* Passage shown *
============================================================

So if that were somehow equally distributed and averaged out, you could say you’d get the flu every 10 years or so.
And wikipedia says the average life expectancy in the US is 79 years.
So, spread the word far and wide, it’s a statistically proven fact you will get precisely 7.9 flus in your lifetime.
or your money back
I think @funkydaddy’s statistcal analysis sounds good to me. It fits my personal scenerio pretty well. I’ve had the flu twice that I know of, possibly there was one more time when I was an infant and wouldn’t be aware, but I don’t think so. My mom has never mentioned it. I am 46 years old. My husband has had the flu 3 times since we have been married. He is the same age, we have been married 20 years. 2 of the flus were in the
last 5 years. I don’t know how often he had it as a child, but he definitely was not a “sickly” child. Between the two of us we kind of average out to your statistical likelihood. Neither of my parents have had the flu in the last 30 years. My mom doesn’t get the vaccine, my dad does. My FIL had the flu once since I have known him the last 23 years, my MIL has not had it.

============================================================

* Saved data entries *
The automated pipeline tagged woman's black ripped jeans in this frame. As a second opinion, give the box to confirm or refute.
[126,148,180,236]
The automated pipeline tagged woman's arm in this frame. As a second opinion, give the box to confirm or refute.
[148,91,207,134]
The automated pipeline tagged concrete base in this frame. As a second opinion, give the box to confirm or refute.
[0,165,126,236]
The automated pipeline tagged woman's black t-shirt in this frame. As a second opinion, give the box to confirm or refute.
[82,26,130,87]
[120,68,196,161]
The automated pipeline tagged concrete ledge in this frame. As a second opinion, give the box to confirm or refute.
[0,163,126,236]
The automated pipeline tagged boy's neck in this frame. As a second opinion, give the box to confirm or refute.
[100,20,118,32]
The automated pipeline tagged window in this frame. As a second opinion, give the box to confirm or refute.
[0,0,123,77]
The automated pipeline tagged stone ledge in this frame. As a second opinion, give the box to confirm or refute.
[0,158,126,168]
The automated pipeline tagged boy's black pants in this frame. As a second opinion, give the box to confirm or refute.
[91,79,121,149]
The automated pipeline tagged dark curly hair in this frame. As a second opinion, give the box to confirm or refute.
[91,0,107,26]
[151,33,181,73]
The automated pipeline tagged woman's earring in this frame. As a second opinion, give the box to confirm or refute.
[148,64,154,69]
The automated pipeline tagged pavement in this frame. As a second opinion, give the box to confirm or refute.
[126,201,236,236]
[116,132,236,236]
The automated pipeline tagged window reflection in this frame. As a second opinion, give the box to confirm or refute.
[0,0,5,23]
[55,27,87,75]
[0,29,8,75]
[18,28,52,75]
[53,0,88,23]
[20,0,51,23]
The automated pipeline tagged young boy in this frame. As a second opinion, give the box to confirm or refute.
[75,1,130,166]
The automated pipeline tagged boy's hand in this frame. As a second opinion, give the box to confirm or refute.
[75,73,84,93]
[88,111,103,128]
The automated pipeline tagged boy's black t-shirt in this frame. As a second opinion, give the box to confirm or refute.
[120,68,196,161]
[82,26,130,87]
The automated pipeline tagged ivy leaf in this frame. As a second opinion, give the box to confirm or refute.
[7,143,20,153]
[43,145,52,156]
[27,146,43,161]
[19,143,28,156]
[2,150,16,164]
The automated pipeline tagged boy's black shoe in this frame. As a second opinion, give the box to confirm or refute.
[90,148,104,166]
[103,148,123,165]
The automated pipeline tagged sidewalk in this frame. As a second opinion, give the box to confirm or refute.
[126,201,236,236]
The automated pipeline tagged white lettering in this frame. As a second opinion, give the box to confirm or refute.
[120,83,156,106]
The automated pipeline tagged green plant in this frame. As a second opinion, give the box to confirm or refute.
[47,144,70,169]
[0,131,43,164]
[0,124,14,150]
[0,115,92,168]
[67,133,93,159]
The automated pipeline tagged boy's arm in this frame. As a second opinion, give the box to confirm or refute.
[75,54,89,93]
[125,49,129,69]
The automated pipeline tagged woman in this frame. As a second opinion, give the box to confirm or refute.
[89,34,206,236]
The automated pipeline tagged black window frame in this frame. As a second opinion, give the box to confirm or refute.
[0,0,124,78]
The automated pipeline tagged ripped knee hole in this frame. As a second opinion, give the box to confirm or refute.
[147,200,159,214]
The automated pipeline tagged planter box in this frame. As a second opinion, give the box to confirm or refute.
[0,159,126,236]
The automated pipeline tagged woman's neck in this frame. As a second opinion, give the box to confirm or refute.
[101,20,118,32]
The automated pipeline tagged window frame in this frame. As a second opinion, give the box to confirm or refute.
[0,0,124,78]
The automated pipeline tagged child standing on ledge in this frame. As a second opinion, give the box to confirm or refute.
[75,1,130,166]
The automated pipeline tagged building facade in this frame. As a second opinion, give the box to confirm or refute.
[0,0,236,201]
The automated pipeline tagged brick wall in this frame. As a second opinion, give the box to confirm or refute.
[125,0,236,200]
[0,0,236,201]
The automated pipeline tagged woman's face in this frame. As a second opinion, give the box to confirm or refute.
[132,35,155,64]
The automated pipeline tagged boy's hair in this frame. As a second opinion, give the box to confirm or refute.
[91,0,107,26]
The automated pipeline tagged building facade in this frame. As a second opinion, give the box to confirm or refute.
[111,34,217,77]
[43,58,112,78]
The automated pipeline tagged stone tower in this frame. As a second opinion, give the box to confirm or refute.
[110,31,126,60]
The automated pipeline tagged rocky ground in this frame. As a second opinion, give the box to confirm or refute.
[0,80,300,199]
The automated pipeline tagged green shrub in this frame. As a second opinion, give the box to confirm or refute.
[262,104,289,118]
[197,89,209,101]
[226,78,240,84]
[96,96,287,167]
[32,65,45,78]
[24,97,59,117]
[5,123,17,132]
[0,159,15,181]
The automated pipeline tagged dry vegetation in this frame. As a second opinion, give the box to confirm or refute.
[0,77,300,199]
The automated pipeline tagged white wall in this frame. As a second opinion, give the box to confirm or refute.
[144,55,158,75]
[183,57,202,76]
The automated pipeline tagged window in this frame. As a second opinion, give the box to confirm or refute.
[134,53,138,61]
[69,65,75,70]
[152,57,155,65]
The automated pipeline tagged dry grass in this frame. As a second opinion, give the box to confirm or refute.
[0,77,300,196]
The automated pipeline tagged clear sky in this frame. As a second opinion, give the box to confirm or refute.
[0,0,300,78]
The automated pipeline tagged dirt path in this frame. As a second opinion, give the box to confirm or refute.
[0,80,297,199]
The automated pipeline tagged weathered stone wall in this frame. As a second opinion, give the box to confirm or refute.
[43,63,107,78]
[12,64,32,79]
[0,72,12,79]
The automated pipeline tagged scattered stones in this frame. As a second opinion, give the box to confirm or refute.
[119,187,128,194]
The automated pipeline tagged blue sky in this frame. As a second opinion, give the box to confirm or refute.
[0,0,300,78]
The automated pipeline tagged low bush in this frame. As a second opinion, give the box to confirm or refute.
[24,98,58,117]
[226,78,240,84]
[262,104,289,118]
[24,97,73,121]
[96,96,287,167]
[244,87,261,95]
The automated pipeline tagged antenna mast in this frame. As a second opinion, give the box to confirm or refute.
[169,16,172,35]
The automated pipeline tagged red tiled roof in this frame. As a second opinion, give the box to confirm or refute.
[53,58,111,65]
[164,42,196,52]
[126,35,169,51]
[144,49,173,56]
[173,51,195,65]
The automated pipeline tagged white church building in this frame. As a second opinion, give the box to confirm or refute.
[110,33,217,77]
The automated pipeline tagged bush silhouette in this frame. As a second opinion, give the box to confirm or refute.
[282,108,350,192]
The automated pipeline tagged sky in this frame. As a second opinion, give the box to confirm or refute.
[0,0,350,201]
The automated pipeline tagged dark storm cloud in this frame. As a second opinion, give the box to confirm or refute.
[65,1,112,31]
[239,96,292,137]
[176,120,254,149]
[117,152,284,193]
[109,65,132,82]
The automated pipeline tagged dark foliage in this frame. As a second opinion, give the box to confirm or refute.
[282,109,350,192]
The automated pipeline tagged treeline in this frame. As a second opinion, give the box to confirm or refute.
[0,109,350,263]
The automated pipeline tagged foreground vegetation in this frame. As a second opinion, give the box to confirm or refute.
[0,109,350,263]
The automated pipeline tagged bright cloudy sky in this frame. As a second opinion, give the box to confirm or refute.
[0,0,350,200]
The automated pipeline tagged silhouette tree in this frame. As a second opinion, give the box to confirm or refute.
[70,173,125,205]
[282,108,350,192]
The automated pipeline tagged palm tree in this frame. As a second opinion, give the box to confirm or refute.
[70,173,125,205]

============================================================

* Work to complete *
(a) Print the passage about catching the flu from "or your money" to "not had it.".
(b) Proceed with the passage about how often people catch the flu, starting right after its final sentence.
The entries have nothing to do with this.

* Answers below *
(a)
or your money back
I think @funkydaddy’s statistcal analysis sounds good to me. It fits my personal scenerio pretty well. I’ve had the flu twice that I know of, possibly there was one more time when I was an infant and wouldn’t be aware, but I don’t think so. My mom has never mentioned it. I am 46 years old. My husband has had the flu 3 times since we have been married. He is the same age, we have been married 20 years. 2 of the flus were in the
last 5 years. I don’t know how often he had it as a child, but he definitely was not a “sickly” child. Between the two of us we kind of average out to your statistical likelihood. Neither of my parents have had the flu in the last 30 years. My mom doesn’t get the vaccine, my dad does. My FIL had the flu once since I have known him the last 23 years, my MIL has not had it.

(b)
I tried to google how many flu strains there are, and couldn’t find a total number. Plus, the flu mutates and we see new strains emerge. I’m pretty sure once we catch and get sick from a particular strain we are now immune to it, but there are so many strains we get the flu, or can get the flu, over and over again. It doesn’t really matter how many times in a lifetime we might get the flu I don’t think. What matters more is that each year we have a chance of getting the flu, some years the flu travels in higher numbers than others. Where you can affect your statistical probablity of getting it. You can watch the flu map to know the hardest hit ares.
@pleiades My husband? I would have no idea. We never go to the doctor for the flu. Just lotsa fever reducing measures, maybe a little cough medicine if there is a bad cough, and sleep all day for 4 days. His last flu was the year before the H1N1 scare if I remember correctly, so it could have been if he had it before the virus really caught on, but unlikely. Possibly it was two years before, these things are a blur for me. The one before that I call the Asian flu. We came back from Tokyo and a day later – boom – bad flu. The third one I spoke of, I gave it to him our first year of marriage. That was 20 years ago.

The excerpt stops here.